*The input:*
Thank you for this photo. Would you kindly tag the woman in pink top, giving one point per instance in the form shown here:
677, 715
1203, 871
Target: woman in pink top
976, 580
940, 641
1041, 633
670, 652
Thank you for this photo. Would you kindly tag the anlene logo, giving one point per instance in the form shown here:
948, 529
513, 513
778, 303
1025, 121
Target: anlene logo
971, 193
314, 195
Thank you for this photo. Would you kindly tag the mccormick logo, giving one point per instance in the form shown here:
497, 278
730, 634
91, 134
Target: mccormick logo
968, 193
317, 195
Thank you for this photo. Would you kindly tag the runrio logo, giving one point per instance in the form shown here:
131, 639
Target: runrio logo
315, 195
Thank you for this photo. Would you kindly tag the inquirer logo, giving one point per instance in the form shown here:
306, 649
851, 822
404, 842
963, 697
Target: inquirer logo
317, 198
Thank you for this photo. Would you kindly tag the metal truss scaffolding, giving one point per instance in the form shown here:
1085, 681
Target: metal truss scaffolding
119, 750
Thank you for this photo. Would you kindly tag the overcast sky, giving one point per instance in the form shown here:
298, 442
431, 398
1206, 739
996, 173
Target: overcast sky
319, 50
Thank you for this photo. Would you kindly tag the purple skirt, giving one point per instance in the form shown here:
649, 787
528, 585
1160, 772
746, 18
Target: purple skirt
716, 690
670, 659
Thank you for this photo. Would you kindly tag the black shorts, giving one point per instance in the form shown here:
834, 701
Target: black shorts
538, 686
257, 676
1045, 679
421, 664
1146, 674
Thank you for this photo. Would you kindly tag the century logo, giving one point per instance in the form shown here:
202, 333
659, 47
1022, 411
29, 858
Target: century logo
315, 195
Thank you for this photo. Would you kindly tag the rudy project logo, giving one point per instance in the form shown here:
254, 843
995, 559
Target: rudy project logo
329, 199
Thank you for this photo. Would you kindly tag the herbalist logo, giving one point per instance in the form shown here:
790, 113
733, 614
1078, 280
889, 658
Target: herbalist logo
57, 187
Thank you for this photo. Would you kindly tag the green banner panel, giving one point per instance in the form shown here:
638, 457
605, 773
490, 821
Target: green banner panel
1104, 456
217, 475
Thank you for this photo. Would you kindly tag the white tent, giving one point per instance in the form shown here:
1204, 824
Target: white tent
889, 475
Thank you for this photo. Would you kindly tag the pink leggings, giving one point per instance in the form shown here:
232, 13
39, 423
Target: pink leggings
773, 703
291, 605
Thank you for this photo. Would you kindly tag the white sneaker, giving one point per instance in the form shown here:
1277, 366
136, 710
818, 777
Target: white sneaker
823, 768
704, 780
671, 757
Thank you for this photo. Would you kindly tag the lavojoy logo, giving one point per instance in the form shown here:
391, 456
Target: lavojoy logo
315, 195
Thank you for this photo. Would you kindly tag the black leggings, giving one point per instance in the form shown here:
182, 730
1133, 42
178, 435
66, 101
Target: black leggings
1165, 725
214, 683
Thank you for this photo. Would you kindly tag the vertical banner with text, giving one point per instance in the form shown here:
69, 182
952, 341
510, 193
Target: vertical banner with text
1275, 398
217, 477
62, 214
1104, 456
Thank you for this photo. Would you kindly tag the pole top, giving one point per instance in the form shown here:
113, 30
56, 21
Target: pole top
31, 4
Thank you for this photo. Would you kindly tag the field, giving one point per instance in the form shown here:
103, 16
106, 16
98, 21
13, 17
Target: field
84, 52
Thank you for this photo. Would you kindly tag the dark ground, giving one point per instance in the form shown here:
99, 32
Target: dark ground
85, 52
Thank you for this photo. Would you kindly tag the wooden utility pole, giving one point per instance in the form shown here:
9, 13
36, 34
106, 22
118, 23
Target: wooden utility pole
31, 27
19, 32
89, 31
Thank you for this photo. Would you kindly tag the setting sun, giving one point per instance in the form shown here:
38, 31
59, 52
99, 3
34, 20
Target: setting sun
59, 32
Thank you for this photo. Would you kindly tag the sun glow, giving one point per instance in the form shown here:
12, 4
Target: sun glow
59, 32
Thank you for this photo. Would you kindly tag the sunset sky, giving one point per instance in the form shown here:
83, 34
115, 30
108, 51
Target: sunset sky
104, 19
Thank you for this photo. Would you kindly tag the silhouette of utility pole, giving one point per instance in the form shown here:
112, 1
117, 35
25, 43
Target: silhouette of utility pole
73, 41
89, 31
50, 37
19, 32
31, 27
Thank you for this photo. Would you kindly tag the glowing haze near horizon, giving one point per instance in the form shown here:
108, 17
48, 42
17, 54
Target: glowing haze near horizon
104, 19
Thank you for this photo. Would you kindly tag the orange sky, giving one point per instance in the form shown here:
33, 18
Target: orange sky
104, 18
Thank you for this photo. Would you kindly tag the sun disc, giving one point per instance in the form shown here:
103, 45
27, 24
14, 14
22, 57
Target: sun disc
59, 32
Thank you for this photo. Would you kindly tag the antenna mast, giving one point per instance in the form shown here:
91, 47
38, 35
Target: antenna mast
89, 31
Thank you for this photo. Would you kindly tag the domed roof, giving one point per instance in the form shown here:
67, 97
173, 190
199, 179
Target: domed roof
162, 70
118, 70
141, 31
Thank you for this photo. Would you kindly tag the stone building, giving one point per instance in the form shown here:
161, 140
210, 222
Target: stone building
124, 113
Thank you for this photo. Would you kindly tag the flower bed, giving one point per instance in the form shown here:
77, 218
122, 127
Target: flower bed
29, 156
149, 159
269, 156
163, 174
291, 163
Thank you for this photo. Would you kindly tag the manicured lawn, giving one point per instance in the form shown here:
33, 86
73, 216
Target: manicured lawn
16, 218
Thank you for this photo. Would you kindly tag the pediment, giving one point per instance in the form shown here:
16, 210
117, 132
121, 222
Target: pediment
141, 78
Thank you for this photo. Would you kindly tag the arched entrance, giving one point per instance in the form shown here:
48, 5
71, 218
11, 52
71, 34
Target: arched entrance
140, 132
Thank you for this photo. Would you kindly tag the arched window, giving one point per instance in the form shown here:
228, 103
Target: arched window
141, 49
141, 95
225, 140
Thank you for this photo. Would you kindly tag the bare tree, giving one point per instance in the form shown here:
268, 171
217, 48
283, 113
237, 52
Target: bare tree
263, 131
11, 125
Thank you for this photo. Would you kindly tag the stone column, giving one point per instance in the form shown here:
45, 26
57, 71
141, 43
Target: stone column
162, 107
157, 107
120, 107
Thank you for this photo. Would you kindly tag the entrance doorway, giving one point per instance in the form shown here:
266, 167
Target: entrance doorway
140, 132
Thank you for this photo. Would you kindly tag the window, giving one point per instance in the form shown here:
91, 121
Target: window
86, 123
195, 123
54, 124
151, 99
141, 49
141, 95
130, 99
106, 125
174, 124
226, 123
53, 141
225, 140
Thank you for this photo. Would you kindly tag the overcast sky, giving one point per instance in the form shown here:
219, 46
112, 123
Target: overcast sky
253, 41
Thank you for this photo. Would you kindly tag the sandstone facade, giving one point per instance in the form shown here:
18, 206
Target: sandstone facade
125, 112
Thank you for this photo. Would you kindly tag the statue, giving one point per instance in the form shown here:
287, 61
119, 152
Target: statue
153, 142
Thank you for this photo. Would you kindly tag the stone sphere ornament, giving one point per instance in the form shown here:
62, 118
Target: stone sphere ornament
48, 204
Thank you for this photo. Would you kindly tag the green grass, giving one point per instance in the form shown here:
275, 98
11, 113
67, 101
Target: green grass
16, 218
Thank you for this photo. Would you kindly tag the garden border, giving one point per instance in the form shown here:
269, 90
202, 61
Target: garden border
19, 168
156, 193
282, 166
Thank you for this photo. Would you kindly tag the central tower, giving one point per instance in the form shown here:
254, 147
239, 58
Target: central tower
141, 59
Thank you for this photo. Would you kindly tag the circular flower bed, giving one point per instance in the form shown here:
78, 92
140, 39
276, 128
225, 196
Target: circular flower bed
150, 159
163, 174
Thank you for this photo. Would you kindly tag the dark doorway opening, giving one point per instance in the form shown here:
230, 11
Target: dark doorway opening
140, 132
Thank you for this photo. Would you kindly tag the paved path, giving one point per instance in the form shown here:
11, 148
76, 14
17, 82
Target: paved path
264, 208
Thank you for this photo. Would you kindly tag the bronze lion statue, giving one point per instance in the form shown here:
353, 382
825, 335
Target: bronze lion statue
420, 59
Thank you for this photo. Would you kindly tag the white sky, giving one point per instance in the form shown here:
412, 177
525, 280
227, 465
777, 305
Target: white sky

*Work to be completed:* Retype nothing except the lines from the line holding "Thank you for this photo. Would you kindly tag the sandstone" through the last line of the entries, both included.

*Output for this exercise:*
Thank you for this photo. Would you kindly tag the sandstone facade, giving one point per instance in the form shown here:
18, 206
Target: sandstone facade
125, 112
Thank you for this photo. Would you kindly tag the statue, giving one point per instance in the form shown here:
287, 61
119, 152
Target: statue
153, 142
Thank you for this photo. Would you kindly tag the stone sphere ornament, giving one point per instance in the form shown here:
62, 118
Target: stone sphere ornament
48, 204
Thank you for this photo. Would you kindly tag the green grass, giving one point per instance in the form shown here:
275, 98
11, 113
67, 101
Target: green grass
16, 218
Thank you for this photo. Would you kindly tag the garden border, giving one point per instance in the form shown here:
269, 90
202, 61
Target: garden border
19, 168
156, 193
282, 166
Thank you for this photo. Would you kindly tag the central tower, giving one point per instance in the form shown here:
254, 147
239, 58
Target: central tower
141, 59
Thank you for this photo. Would you kindly tag the circular flower bed, giving one point per instance in the form shown here:
78, 92
140, 39
276, 128
225, 196
Target: circular flower bed
150, 159
163, 174
Thank you for this photo. Would you kindly tag the dark doorway opening, giving one point per instance in the form shown here:
230, 11
Target: dark doorway opening
140, 132
Thank you for this photo. Would you kindly tag the paved path, giving one point per instance in the form shown here:
11, 148
76, 14
17, 82
Target: paved path
264, 208
Thank you for this photo. Would you kindly tag the bronze lion statue, giving one point per instance in the form shown here:
353, 382
825, 335
Target: bronze lion statue
420, 59
Thank you for this photo. Would you kindly tag the white sky, giving one point per instance in the form shown here:
412, 177
525, 280
227, 465
777, 305
Target: white sky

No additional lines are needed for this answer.